▶ **Texte à lire**
::::::::
Dès le printemps 1961, le commissaire Grassien, sous-directeur de la Police judiciaire (PJ), arrive en Algérie à la tête de quinze officiers. Mais les résultats sont limités, et le groupe regagne la métropole le 9 novembre 1961. Quelques semaines plus tard, le directeur de la PJ, Michel Hacq, les relaie, avec pas moins de deux cents inspecteurs, qui forment la Mission « C ». Ces policiers sont renforcés par un peloton de quinze gendarmes, dirigé par le capitaine Lacoste, et qui avait déjà combattu le Front de libération nationale (FLN). Ce sont ces gendarmes qui arrêtent le général Raoul Salan, le 20 avril 1962, grâce aux renseignements fournis par la Police judiciaire parisienne.
De son côté, le général Charles Feuvrier, chef de la Sécurité militaire (SM), fonde une structure spécifiquement chargée de la lutte anti-OAS en Algérie, la Division des missions et recherches. La Sécurité militaire était jugée peu sûre voire favorable aux idées OAS.
::::::::
▶ **Travail à faire**
a) Traduisez en anglais la phrase suivante du texte sur la lutte contre l'OAS : « Mais les résultats sont limités, et le groupe regagne la métropole le 9 novembre 1961. »
b) Reproduisez fidèlement un extrait du texte sur la lutte contre l'OAS : commencez aux mots « De son côté, le » et arrêtez-vous après « aux idées OAS. ».
::::::::
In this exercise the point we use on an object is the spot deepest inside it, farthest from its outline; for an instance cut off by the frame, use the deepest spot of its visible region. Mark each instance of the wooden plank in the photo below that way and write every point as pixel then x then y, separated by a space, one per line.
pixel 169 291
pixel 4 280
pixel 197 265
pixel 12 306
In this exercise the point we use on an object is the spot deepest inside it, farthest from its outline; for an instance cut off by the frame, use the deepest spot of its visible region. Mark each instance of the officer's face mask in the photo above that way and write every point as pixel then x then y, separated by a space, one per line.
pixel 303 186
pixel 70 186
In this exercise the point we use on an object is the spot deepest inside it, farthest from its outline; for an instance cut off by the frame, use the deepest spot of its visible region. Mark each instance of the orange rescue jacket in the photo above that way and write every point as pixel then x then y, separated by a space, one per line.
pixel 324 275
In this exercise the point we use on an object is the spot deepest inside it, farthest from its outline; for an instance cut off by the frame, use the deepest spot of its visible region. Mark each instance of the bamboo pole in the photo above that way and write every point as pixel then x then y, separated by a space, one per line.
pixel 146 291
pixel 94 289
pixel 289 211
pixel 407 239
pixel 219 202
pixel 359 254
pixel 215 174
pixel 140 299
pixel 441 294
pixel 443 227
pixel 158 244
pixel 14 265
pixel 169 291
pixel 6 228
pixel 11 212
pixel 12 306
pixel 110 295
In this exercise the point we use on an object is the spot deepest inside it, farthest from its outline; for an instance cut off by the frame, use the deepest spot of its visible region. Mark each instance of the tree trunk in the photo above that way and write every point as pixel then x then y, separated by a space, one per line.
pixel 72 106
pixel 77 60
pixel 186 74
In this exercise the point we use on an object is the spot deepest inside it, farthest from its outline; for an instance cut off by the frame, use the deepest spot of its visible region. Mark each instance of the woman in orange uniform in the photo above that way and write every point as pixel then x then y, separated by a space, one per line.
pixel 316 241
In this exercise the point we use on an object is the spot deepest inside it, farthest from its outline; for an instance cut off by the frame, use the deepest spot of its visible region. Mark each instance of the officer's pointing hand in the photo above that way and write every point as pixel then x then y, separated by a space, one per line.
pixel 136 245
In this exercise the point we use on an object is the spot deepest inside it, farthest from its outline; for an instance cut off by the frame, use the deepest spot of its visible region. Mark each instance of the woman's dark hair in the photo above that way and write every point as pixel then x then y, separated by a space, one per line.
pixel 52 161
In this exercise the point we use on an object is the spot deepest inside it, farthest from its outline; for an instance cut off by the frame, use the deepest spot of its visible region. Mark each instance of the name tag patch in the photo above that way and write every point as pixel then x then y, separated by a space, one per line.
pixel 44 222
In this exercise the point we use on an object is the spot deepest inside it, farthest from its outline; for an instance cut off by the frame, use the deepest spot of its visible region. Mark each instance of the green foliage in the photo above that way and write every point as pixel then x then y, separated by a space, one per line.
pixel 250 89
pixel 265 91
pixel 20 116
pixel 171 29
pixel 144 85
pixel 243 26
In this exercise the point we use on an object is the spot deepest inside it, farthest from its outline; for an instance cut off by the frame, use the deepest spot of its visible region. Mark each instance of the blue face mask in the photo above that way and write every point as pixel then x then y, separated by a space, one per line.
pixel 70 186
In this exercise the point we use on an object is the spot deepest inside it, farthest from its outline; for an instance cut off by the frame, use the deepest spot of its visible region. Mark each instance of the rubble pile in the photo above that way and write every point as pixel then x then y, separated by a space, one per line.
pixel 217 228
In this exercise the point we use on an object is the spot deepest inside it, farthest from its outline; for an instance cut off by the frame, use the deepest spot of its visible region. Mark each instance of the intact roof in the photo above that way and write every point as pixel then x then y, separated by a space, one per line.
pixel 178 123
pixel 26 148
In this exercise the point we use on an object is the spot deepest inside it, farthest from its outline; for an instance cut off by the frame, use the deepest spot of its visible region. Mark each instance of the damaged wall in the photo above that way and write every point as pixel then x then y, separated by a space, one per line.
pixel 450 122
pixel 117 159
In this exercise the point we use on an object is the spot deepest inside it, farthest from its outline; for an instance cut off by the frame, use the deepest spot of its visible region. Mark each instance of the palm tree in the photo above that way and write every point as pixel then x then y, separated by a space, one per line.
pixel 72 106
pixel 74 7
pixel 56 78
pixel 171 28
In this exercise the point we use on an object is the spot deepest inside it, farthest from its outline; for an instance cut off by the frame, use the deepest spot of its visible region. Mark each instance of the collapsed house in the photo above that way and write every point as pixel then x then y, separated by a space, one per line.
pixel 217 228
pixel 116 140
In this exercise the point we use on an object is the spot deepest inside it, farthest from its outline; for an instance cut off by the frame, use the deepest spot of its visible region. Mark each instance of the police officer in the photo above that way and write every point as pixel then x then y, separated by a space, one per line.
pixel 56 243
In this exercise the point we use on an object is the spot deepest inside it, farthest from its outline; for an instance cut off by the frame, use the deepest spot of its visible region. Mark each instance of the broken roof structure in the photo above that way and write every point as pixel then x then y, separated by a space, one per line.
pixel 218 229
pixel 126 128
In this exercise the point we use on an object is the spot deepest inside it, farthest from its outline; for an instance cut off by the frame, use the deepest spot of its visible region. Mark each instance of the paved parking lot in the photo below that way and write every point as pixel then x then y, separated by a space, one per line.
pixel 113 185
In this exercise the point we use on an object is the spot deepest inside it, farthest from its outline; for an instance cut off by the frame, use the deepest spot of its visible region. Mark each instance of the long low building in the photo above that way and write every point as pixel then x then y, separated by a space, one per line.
::::::::
▶ **Résultats**
a) But the results are limited, and the group returns to metropolitan France on November 9, 1961.

b)
De son côté, le général Charles Feuvrier, chef de la Sécurité militaire (SM), fonde une structure spécifiquement chargée de la lutte anti-OAS en Algérie, la Division des missions et recherches. La Sécurité militaire était jugée peu sûre voire favorable aux idées OAS.